→ Material shown

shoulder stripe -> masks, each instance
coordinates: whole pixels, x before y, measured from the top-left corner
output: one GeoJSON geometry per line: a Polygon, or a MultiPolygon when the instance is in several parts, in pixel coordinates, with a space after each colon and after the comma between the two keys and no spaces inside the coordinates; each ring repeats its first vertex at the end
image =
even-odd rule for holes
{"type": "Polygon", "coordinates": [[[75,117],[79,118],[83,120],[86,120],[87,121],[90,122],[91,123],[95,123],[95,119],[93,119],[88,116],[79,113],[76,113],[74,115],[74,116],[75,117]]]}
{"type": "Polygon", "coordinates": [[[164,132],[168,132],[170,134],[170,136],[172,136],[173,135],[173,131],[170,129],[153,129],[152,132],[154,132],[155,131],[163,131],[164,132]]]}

---

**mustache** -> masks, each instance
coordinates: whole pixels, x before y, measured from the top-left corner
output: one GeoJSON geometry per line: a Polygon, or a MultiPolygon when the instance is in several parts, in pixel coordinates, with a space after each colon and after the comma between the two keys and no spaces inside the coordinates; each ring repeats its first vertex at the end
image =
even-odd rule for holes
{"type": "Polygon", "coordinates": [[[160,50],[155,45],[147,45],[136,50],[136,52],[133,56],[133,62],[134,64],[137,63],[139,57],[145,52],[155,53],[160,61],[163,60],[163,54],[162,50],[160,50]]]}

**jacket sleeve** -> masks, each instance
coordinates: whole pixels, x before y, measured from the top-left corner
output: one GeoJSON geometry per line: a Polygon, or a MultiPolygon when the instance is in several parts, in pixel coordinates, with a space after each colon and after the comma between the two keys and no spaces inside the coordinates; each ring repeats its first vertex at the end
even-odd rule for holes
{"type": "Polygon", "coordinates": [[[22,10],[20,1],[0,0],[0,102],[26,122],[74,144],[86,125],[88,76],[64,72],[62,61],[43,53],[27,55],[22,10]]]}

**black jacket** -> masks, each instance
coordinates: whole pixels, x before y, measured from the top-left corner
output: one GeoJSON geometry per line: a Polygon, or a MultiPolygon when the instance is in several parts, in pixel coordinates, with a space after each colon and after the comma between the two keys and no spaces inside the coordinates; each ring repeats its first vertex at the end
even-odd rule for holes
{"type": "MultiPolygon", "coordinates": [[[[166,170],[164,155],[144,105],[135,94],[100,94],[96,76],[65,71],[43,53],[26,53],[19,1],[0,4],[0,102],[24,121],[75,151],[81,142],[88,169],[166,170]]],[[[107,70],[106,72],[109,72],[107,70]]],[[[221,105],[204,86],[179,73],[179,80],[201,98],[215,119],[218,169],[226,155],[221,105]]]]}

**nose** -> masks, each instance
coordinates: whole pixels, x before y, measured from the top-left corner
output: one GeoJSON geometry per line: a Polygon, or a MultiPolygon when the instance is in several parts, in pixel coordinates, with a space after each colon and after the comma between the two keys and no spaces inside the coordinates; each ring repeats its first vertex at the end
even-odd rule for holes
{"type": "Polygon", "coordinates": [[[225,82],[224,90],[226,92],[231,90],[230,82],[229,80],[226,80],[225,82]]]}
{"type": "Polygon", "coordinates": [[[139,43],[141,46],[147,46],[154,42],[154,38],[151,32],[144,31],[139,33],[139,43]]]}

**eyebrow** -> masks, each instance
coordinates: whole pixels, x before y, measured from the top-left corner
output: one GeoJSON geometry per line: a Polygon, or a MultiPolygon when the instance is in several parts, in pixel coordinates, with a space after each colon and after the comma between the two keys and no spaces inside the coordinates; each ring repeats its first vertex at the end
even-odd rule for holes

→ Exercise instructions
Pick out each line in the records above that holds the word "jacket", and copy those lines in full. Case counts.

→ Complete answer
**jacket sleeve** -> masks, each instance
**black jacket** -> masks, each instance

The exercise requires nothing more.